The finance ministry’s decision to shift the excise levy (16 per cent) from the manufacturer’s first sale price to one based on the maximum retail price (MRP) less 35 per cent will compress the infamously high retail trade margins in the sector, kill thousands of excise-exempt manufacturing job workers who currently work as proxies for larger companies and benefit firms that do predominantly in-house production.
In the new regime, there will be no incentive for a big company to hide its association with the smaller firms for manufacturing.
With the abatement of 35 per cent, the incidence of excise duty on drug companies would, in general, increase. And the government would have more revenue. This is because in the free segment of the retail pharma market — roughly Rs 17,000 crore accounting for 70 per cent of the total market — margins are huge at 500 per cent.
Consequently, the excise levy could work out to be more than at present, despite the squeeze on margins in the new regime. Small-scale manufacturers who are not job workers will now cut their discount offers to the trade in case of branded generics. This is because the competition in offering margins to the trade by larger companies would come down.
Small registered companies would even get a pricing edge over the bigger companies, as unit-wise promotional expenses are higher for larger companies who maintain larger markets. Consumers could gain out of this, although the benefit would be restricted because unlike in the case of fast moving consumer goods, medicines are seldom a direct choice of the patient-consumer.
In the case of drugs that are under the price control, the actual incidence of excise would indeed increase. For controlled drugs, the maximum allowable post-manufacturing expense (MAPE) is a constant at 100 per cent, and 35 p0er cent abatement is not sufficient to nullify the additional incidence of duty on account of covering the MAPE for excise determination. The retail ceiling prices of controlled drug formulations are fixed by the government exclusive of excise duty.
It is unlikely that the consumer would be totally spared from price increase in the decontrolled category too, as manufacturers may transfer part of the extra burden to them, rather than hit the trade with drastic margin reduction. This is possible given the fact that monitoring of the control-free segment of the retail pharma market by the government is far from efficient. The real reprieve for the consumer would come if the government imposed caps on trade margins in the control-free segment too.
Currently, medicines manufactured by SSIs on job work basis account for 20 per cent of the retail pharma market. This is apart from the non-SSI firms that thrive on contract manufacturing for bigger firms with strong marketing infrastructure.
As per the finance ministry notification issued on January 7, excise duty on drugs and medicines would be levied on the value determined after deducting an abatement of 35 per cent from the declared retail price. Retail price- based assessment of excise duty avoids disputes on valuation and ensures certainty in assessment, it said.

^^^^

Problem:
Answer these questions about the excise duty text:
(a) How large are margins in the free segment of the retail pharma market?
(b) What share of the retail pharma market is made up of medicines manufactured by SSIs on a job work basis?
(c) On what date was the finance ministry notification issued?

Saved data entries
^^^^

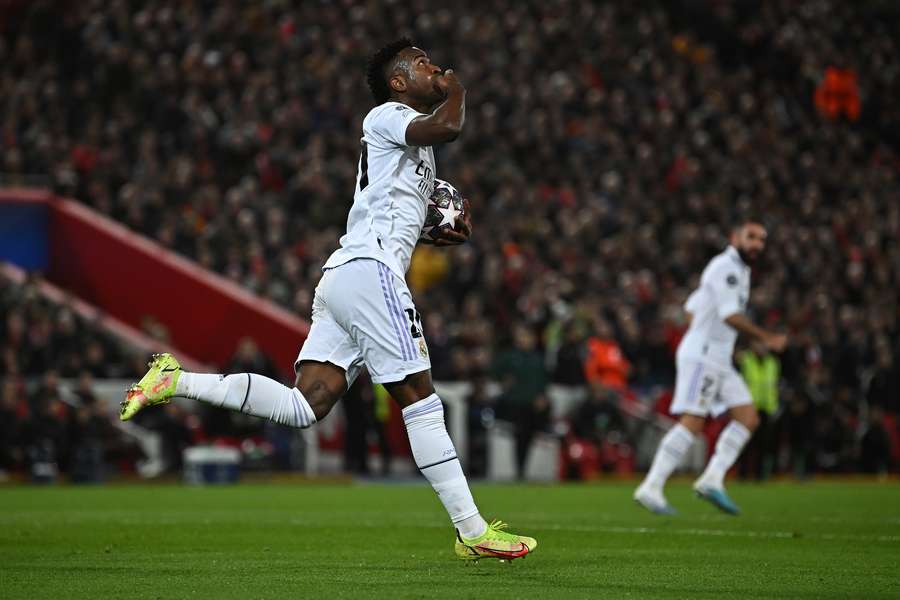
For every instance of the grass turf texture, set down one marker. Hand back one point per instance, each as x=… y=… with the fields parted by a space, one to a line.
x=815 y=540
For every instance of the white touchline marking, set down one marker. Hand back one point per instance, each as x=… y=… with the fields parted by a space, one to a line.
x=728 y=533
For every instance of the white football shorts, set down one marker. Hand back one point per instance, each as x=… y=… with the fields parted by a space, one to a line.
x=363 y=314
x=703 y=388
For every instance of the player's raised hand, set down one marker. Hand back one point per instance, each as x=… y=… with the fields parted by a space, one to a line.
x=776 y=341
x=447 y=83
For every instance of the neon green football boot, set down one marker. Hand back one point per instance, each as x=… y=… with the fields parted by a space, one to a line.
x=495 y=542
x=156 y=387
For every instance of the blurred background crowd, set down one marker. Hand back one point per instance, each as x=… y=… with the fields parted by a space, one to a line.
x=607 y=150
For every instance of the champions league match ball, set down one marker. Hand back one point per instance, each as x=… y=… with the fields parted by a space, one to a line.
x=445 y=208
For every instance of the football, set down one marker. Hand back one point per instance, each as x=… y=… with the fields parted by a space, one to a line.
x=445 y=208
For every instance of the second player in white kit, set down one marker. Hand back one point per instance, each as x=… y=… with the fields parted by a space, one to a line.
x=706 y=382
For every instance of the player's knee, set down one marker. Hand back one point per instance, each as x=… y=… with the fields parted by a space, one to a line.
x=749 y=419
x=320 y=397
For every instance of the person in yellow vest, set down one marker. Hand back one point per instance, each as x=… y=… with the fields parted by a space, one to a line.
x=761 y=370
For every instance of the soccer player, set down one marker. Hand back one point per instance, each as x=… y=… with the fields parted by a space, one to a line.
x=706 y=382
x=363 y=312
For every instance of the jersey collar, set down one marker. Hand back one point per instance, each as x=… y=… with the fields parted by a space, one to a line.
x=736 y=256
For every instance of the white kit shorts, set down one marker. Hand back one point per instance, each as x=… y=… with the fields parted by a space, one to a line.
x=363 y=314
x=704 y=388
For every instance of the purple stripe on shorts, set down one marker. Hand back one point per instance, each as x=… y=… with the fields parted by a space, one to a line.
x=389 y=304
x=694 y=381
x=433 y=406
x=412 y=346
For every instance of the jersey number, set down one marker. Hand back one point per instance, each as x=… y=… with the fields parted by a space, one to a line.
x=364 y=167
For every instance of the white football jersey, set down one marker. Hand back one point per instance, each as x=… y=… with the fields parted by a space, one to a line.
x=724 y=291
x=393 y=185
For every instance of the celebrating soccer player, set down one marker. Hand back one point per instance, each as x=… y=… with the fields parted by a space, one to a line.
x=363 y=312
x=706 y=382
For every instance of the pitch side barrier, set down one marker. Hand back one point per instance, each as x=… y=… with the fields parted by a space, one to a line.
x=134 y=278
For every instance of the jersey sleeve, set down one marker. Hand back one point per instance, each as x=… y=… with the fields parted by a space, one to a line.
x=388 y=122
x=726 y=285
x=692 y=304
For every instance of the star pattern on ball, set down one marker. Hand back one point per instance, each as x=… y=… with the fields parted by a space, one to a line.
x=449 y=215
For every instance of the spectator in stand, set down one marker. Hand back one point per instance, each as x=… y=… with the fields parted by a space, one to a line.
x=761 y=370
x=605 y=363
x=520 y=372
x=599 y=422
x=875 y=446
x=481 y=417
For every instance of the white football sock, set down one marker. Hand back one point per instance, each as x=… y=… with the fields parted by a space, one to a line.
x=249 y=393
x=669 y=455
x=728 y=447
x=436 y=458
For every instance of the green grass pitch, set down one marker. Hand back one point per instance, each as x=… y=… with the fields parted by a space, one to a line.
x=813 y=540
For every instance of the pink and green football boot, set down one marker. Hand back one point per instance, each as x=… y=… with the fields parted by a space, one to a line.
x=495 y=542
x=156 y=387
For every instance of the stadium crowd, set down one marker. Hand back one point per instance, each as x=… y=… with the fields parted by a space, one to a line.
x=607 y=150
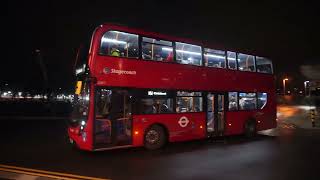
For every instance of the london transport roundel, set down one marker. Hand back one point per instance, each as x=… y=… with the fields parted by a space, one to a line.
x=183 y=121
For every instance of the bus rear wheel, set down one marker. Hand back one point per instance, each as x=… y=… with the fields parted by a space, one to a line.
x=155 y=137
x=250 y=129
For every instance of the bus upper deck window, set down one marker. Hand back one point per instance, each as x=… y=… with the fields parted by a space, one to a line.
x=214 y=58
x=232 y=63
x=188 y=54
x=246 y=62
x=120 y=44
x=264 y=65
x=158 y=50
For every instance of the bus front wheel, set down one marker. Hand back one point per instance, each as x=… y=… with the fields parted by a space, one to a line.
x=154 y=137
x=250 y=129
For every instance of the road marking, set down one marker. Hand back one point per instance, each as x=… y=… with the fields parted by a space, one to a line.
x=42 y=173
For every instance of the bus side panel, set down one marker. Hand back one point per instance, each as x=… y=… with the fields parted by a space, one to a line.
x=235 y=121
x=191 y=126
x=265 y=119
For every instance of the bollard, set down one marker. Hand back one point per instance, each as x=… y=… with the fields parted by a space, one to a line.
x=313 y=117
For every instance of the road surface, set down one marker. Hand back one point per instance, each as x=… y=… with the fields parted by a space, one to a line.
x=288 y=152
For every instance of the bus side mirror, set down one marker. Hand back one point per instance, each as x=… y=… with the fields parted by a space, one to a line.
x=91 y=79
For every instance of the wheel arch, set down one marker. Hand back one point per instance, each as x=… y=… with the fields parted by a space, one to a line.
x=164 y=127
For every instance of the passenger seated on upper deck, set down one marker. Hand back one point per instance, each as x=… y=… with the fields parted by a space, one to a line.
x=169 y=57
x=115 y=51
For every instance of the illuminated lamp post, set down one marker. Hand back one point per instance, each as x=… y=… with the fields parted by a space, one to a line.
x=305 y=87
x=284 y=85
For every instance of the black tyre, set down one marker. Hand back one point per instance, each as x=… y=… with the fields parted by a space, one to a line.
x=250 y=129
x=155 y=137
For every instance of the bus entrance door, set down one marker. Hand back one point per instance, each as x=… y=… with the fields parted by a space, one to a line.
x=215 y=114
x=113 y=119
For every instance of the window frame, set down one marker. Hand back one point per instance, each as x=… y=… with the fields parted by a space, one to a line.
x=119 y=57
x=272 y=72
x=255 y=101
x=225 y=59
x=258 y=98
x=201 y=55
x=202 y=104
x=140 y=41
x=141 y=46
x=254 y=62
x=236 y=101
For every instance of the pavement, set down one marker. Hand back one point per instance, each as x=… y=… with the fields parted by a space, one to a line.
x=287 y=152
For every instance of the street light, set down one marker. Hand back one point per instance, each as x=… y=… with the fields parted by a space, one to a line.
x=305 y=87
x=284 y=85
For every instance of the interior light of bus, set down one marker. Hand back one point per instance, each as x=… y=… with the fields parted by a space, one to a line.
x=113 y=41
x=182 y=51
x=83 y=123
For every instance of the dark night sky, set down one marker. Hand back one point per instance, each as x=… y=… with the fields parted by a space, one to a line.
x=288 y=33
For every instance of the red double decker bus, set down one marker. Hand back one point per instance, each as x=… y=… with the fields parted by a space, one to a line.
x=138 y=88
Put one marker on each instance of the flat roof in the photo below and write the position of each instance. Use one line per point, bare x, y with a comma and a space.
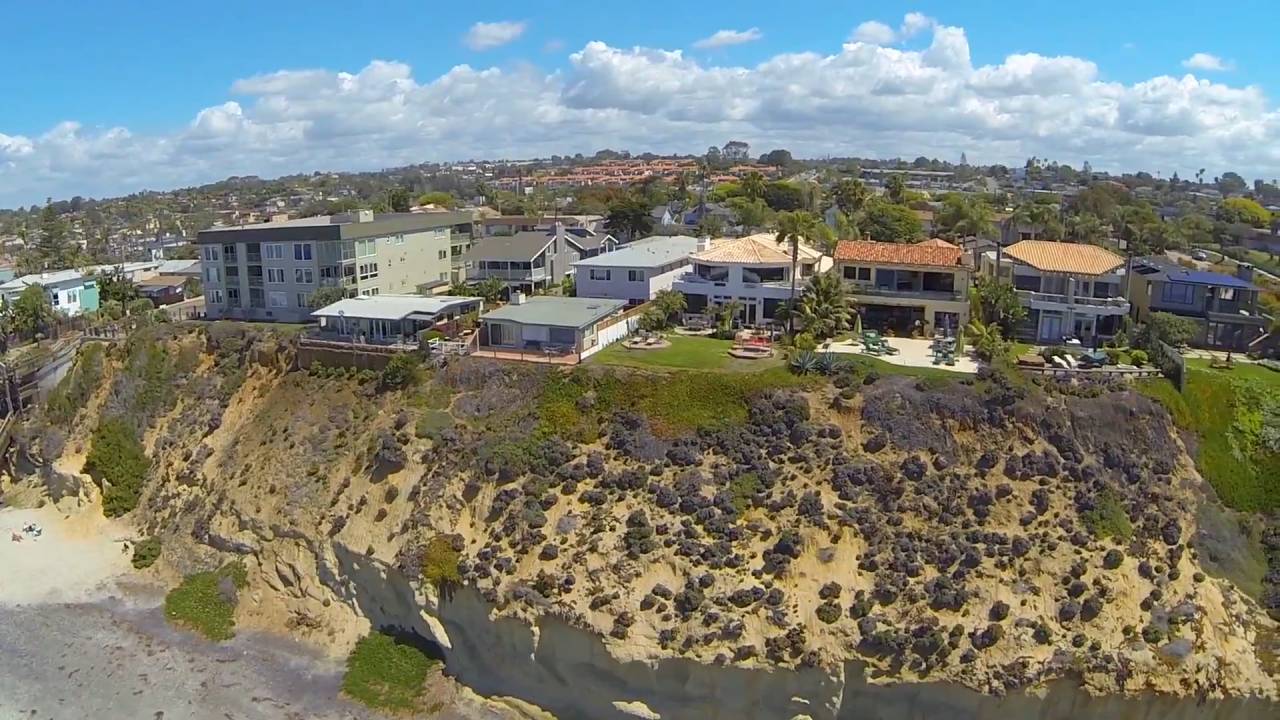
645, 253
554, 310
392, 306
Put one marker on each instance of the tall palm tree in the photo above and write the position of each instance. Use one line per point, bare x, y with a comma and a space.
795, 228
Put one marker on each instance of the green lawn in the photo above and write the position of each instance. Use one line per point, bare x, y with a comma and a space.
685, 354
1226, 409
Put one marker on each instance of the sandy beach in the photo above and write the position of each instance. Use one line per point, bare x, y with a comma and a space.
82, 637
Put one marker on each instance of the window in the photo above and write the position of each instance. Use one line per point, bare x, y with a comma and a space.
1180, 294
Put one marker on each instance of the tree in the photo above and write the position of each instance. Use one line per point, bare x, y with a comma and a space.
115, 286
1165, 327
489, 288
1087, 228
398, 200
439, 199
629, 218
325, 296
886, 222
996, 302
850, 195
795, 228
823, 309
965, 215
750, 213
1243, 210
777, 158
784, 196
895, 187
31, 313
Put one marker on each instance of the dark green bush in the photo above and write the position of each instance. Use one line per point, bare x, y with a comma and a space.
120, 465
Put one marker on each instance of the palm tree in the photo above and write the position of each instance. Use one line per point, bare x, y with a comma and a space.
753, 185
794, 228
823, 308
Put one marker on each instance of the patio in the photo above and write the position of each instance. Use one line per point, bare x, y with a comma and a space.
912, 354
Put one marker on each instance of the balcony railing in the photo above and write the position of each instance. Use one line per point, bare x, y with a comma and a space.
530, 274
950, 296
1079, 300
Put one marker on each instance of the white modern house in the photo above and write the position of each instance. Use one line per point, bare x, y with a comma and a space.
1069, 290
755, 270
635, 272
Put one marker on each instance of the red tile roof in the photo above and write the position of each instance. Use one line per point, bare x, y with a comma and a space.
897, 254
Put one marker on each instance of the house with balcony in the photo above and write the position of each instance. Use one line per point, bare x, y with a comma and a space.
754, 270
901, 287
636, 270
1069, 290
270, 270
533, 260
1224, 306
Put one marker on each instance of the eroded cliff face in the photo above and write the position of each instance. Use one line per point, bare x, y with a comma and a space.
885, 548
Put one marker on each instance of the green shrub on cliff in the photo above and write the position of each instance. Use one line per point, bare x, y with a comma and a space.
385, 674
440, 563
205, 602
120, 465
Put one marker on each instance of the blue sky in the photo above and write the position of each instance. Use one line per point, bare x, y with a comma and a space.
152, 67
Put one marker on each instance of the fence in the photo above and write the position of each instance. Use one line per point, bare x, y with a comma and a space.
1170, 363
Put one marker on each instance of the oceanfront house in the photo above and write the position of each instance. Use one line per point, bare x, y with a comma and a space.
71, 292
552, 326
1224, 306
1070, 291
904, 287
533, 260
270, 270
392, 319
636, 270
754, 270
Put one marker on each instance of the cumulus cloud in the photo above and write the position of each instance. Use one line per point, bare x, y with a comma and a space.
487, 36
863, 99
726, 37
876, 32
1206, 62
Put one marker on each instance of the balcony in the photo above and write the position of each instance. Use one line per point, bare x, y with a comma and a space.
1055, 301
935, 295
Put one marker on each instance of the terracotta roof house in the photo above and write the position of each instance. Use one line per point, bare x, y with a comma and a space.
905, 288
755, 270
1070, 291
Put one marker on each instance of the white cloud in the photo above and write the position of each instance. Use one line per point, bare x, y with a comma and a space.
876, 32
863, 99
1206, 62
487, 36
726, 37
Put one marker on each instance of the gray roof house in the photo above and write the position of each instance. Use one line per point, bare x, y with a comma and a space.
552, 328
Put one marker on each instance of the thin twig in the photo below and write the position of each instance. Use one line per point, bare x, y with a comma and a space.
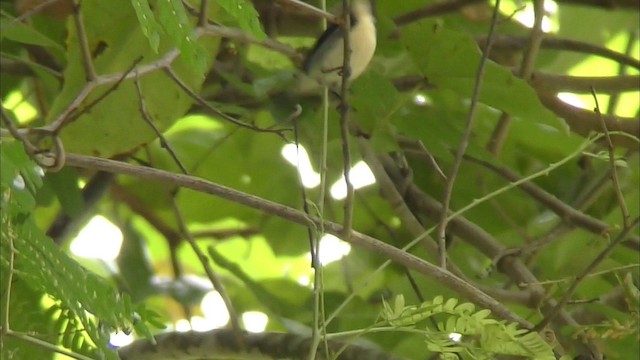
584, 274
45, 345
204, 103
12, 255
399, 256
500, 132
345, 112
448, 191
163, 141
622, 71
71, 112
612, 164
204, 10
85, 53
432, 10
36, 9
211, 274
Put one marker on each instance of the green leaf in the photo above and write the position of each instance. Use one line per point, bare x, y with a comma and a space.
65, 185
246, 16
450, 59
20, 177
23, 33
173, 17
115, 124
150, 27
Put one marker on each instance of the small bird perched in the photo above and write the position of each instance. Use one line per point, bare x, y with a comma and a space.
325, 60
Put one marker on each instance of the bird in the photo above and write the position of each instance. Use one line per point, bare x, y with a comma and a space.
323, 64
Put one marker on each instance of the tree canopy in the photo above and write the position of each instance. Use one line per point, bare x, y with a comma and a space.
161, 173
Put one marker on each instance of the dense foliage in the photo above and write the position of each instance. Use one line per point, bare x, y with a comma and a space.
170, 119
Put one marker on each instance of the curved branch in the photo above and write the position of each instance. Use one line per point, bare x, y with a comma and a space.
584, 122
583, 84
444, 277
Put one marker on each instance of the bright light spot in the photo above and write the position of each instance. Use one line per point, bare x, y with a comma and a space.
360, 175
183, 325
214, 310
21, 108
571, 99
298, 157
304, 280
99, 239
332, 249
198, 323
255, 321
38, 170
526, 15
421, 100
120, 339
18, 182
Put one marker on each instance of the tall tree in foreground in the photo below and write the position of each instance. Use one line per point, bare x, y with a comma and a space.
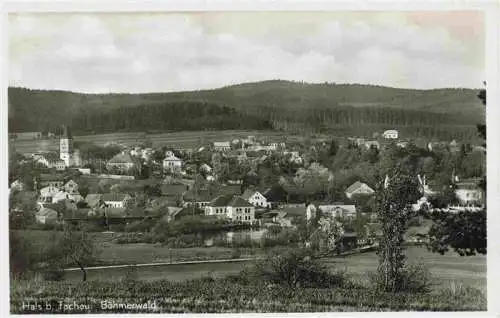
394, 209
77, 247
464, 232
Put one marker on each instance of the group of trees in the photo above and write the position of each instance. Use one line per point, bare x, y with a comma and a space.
165, 116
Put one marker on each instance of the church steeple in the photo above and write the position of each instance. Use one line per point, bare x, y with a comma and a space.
66, 147
66, 133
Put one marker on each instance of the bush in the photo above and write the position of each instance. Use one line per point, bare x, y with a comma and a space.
414, 278
53, 274
236, 253
130, 275
295, 268
117, 227
138, 226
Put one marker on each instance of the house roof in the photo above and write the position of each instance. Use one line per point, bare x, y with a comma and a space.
114, 197
468, 185
173, 189
275, 193
238, 201
51, 177
171, 157
355, 186
294, 211
222, 144
230, 189
115, 212
66, 132
248, 193
349, 208
200, 196
122, 158
47, 212
221, 200
51, 157
93, 198
230, 200
162, 202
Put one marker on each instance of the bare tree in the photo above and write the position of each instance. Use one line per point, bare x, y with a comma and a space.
77, 248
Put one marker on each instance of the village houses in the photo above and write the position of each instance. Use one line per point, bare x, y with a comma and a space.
468, 192
222, 145
232, 207
171, 162
51, 180
358, 188
117, 200
391, 134
255, 198
49, 160
122, 161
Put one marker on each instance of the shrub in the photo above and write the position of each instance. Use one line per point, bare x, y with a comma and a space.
414, 278
295, 268
53, 274
138, 226
130, 275
236, 253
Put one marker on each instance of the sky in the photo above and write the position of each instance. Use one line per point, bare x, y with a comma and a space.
163, 52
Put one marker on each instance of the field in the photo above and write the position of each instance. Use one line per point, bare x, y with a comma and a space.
448, 269
230, 295
184, 138
459, 284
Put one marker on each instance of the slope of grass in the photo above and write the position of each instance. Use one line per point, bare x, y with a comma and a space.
226, 296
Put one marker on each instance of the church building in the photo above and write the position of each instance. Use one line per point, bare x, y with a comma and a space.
67, 153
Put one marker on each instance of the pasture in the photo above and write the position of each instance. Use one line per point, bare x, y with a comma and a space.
449, 268
446, 269
174, 139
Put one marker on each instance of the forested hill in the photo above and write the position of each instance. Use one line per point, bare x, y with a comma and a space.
278, 104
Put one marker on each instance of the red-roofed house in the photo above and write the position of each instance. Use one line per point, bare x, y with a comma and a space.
358, 188
117, 200
255, 198
232, 207
122, 161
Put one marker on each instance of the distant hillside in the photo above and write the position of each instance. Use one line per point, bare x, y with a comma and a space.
287, 105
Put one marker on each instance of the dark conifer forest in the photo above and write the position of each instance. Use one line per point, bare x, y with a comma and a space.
353, 109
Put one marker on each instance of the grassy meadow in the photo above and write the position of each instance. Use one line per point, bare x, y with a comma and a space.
181, 138
447, 269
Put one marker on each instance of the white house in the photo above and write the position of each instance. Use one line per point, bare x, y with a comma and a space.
468, 192
255, 198
63, 195
71, 187
391, 134
205, 168
294, 157
47, 194
222, 145
122, 161
46, 215
117, 200
17, 185
336, 210
146, 153
171, 162
50, 161
231, 207
358, 188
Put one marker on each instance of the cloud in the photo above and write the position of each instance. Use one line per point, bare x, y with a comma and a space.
170, 52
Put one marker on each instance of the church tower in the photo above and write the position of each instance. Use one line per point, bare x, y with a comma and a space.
66, 147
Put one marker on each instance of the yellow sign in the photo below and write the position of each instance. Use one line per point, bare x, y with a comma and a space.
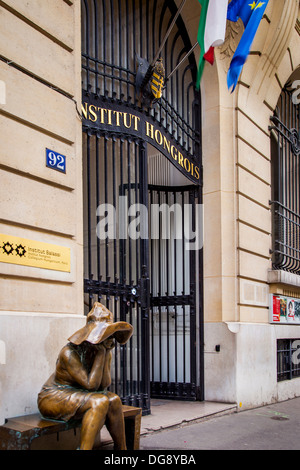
24, 252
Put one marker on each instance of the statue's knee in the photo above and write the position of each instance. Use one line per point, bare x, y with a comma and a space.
100, 403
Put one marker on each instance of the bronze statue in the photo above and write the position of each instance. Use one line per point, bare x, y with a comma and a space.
77, 389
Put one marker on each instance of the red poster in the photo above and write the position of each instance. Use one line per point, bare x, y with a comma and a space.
276, 308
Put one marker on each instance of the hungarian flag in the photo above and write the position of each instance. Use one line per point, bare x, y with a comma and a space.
211, 32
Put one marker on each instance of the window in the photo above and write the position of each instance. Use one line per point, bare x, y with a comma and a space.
285, 154
288, 359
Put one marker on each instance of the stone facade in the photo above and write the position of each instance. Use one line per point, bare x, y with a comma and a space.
40, 102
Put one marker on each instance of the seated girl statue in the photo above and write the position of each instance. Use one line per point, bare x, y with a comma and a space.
77, 389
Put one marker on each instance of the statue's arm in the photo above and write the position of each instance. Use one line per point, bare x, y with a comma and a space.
80, 376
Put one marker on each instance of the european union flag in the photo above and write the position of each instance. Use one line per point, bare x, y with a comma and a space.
251, 14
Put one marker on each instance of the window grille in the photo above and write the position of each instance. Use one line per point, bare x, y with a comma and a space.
288, 359
285, 154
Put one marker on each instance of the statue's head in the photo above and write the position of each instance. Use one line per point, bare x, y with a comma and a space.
100, 326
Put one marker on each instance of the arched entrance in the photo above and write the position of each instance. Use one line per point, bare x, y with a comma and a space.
142, 196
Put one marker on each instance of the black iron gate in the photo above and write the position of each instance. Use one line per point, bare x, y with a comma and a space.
118, 257
173, 291
116, 264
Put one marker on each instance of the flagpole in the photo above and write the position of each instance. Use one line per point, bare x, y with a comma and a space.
168, 33
182, 60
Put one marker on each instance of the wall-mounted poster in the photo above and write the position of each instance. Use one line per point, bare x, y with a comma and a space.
284, 309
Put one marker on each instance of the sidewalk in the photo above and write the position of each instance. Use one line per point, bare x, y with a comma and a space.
270, 427
169, 414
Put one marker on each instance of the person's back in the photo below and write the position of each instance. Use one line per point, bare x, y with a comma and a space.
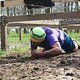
51, 39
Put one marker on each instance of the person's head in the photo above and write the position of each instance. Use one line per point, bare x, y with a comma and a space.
37, 34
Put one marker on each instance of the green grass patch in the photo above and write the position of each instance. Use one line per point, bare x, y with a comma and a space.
13, 37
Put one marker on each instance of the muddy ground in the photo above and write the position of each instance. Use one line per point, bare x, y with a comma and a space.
23, 67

^^^^

Answer to this problem:
(a) 500 percent
(b) 20 percent
(c) January 7